(MATERIAL SUPPLIED)

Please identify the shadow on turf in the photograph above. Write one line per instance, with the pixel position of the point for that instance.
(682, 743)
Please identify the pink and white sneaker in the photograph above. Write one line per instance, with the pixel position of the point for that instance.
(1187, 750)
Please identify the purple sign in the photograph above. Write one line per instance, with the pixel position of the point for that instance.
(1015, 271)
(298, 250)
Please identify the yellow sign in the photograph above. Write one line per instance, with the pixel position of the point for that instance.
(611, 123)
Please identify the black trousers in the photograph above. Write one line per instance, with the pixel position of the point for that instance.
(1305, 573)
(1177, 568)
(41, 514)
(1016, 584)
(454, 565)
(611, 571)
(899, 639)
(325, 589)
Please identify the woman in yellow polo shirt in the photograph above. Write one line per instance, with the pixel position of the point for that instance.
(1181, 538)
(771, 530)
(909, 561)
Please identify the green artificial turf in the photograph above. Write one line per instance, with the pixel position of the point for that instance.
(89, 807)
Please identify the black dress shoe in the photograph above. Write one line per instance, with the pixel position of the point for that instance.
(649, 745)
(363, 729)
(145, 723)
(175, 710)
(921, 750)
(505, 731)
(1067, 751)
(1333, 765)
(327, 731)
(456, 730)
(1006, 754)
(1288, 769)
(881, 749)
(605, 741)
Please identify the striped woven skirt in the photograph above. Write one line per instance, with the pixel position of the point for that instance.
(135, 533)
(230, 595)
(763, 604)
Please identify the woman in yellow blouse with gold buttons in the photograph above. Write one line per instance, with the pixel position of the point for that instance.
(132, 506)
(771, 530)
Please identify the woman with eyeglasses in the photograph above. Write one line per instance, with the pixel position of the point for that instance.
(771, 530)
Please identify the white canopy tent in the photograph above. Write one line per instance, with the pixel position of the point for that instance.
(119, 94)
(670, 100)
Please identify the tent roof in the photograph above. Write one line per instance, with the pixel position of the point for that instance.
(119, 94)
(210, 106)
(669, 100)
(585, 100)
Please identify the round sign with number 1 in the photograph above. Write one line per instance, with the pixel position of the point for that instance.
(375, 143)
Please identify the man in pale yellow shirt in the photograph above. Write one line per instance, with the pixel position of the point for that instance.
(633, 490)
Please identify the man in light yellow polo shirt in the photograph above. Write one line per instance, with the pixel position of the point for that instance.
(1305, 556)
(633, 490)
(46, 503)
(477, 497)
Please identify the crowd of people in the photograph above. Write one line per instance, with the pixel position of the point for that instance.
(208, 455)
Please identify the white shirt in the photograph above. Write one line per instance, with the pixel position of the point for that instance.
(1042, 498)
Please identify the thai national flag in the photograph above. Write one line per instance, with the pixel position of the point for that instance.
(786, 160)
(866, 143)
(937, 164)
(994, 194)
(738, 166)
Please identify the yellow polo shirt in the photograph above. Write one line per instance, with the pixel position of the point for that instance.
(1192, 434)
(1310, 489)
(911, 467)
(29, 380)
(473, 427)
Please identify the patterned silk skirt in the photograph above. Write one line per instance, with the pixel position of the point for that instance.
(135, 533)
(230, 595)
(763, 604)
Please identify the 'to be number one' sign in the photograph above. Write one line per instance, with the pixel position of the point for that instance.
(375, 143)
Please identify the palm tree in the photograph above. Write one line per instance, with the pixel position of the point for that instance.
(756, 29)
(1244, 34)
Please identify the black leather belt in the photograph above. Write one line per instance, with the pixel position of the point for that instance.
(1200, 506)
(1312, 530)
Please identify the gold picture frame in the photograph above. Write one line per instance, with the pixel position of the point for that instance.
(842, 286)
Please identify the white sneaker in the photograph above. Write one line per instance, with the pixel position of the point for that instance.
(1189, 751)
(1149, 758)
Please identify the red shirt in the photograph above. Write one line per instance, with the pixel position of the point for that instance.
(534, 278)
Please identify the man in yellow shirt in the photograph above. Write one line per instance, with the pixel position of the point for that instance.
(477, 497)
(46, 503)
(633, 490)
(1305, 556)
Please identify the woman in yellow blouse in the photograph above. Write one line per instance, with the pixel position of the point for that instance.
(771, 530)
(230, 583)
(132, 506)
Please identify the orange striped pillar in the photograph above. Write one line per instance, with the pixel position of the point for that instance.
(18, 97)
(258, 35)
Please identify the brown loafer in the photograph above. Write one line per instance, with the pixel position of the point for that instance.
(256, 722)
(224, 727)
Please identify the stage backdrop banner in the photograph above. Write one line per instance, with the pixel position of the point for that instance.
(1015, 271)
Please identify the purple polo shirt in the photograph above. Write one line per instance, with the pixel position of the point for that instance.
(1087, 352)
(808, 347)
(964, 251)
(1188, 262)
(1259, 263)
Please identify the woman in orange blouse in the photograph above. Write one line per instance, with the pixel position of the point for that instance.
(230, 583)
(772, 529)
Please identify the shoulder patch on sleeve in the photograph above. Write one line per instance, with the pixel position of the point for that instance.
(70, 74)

(End MATERIAL SUPPLIED)

- PROBLEM DETAILS:
An exact copy of the listing is the goal. Transcribe it in full.

- EXERCISE OUTPUT:
Please identify the shadow on turf in the photograph above. Write one line per instance, with the pixel position of the point for that instance.
(682, 743)
Please identify the pink and white sneaker in the photograph above. Write one line per instance, with the pixel position of the point for that instance.
(1187, 750)
Please identify the purple sign in the photograph above. Write one line per instance, with the pixel position of the point for that instance.
(1015, 271)
(298, 250)
Please identify the yellow sign in the photograph above. Write one line per instance, with the pixel position of the point for that instance.
(611, 123)
Please identify the black trousers in the photograph above. Write one line per instance, with the pixel position of the point for that instance.
(1305, 573)
(1177, 568)
(41, 514)
(1016, 584)
(454, 565)
(611, 571)
(899, 639)
(325, 589)
Please identify the woman in yellow polo shirt in the photograph above. Write one line per instance, with the pixel position of the point for that instance.
(1181, 538)
(771, 530)
(909, 561)
Please identify the green artificial turf in the photograph above. Write one line per instance, with the pixel position of the point for that instance.
(89, 807)
Please identify the black dress shoe in the photograph above. Write one line per instance, with the pixel position of the point for that instance.
(649, 745)
(363, 729)
(145, 723)
(175, 710)
(921, 750)
(505, 731)
(1067, 751)
(1333, 765)
(327, 731)
(456, 730)
(1006, 754)
(1288, 769)
(881, 749)
(605, 741)
Please identify the striped woven skirt in the photograph above. Write one line per instance, with the pixel position of the point for that instance.
(135, 533)
(230, 595)
(763, 604)
Please identify the woman in yellow blouse with gold buttons in the photograph above. Write one line per instance, with the pixel position of the point for that instance.
(132, 506)
(771, 530)
Please identify the woman with eyeglasses in the photograph above. Write one line per instance, with the pixel position of the point for that instance.
(771, 530)
Please identify the white canopy tent in the photograph above. Write one line per instance, with the pixel position of the point for that instance.
(119, 94)
(670, 100)
Please identify the tent roof in the photograph above. Write one line per instance, with the pixel position of the point for that instance.
(119, 94)
(210, 106)
(669, 100)
(585, 100)
Please identify the round sign with number 1 in the photograph above. Write one line per instance, with the pixel position of the point for that instance.
(375, 143)
Please identify the man in pale yellow shirt in the photograph above. Write one line per instance, with the pixel position of the point for that instance.
(633, 490)
Please identify the man in light yellow polo shirt in the photograph above. Write one line per instance, with the pixel position of the point for that instance.
(1305, 556)
(633, 490)
(46, 503)
(477, 497)
Please identify the crowd of people in the photograph above. Write one line per instance, with the pixel position of the point for that instance.
(208, 455)
Please identify the white shirt in the photograph above. Write one line per instance, with the pixel position of the point for that instance.
(1042, 498)
Please identify the thai national flag in the photograph above. Write one line per instance, with the pixel position of the point for that instance.
(786, 160)
(866, 143)
(937, 164)
(994, 194)
(738, 166)
Please identify the yellow polo shirt in the photograph above. Write one line per instance, with the pixel position of the point for that instance.
(1192, 434)
(1310, 489)
(911, 467)
(29, 380)
(473, 427)
Please identify the patterned silk skirt in the photograph above. Write one line per instance, with the pixel position of the point for that instance.
(135, 533)
(230, 595)
(763, 604)
Please identify the 'to be number one' sign in the photograph above. Write one line per instance, with the pixel position of the point for that instance.
(375, 143)
Please identify the palm tree in the photograph above. Write one line per instance, with the pixel position of the point for that instance.
(756, 29)
(1244, 34)
Please identify the black leather belt in the photograph above. Write one line per instance, with the pixel position of the point for that instance.
(1200, 506)
(1312, 530)
Please identify the gold picture frame in the photograph above. Write one line per instance, with the pixel position of the point for that instance.
(842, 286)
Please identify the white sneaker in the photograph above. Write one line per instance, with the pixel position of the point for that instance.
(1189, 751)
(1149, 758)
Please identify the red shirt in the photograph above. Write one line per instance, with the pixel position of the point for that instance.
(534, 278)
Please identify the man in yellow shirt in the photograph above. Write one line per instance, with the pixel position of the point for that instance.
(477, 497)
(46, 503)
(633, 490)
(1305, 556)
Please identify the woman in yellow blouse in the photograph above. Write one line per instance, with the pixel position of the point for that instance.
(771, 530)
(230, 583)
(132, 506)
Please identify the orange striped pillar in the photograph above. Write one line per instance, with the pixel position of the point for that instance.
(18, 97)
(258, 35)
Please identify the brown loafer in the photograph above. Write one line per instance, with the pixel position of the point for that instance.
(256, 722)
(224, 727)
Please identify the stage backdrop banner in the photograph above. Write one line per instance, with the pixel position of the point for that instance.
(1015, 271)
Please identify the purple polo shirt in the photograph above. Write one line per instance, with the pixel position of the point for that instance.
(1087, 352)
(808, 347)
(964, 251)
(1188, 262)
(1259, 263)
Please identify the woman in orange blouse in the photograph above. Write one line per instance, with the pixel position of the point for that instance.
(230, 583)
(772, 529)
Please identify the shoulder patch on sleeve in the photograph above. Write one line per instance, with the pixel position of the point for that instance.
(70, 74)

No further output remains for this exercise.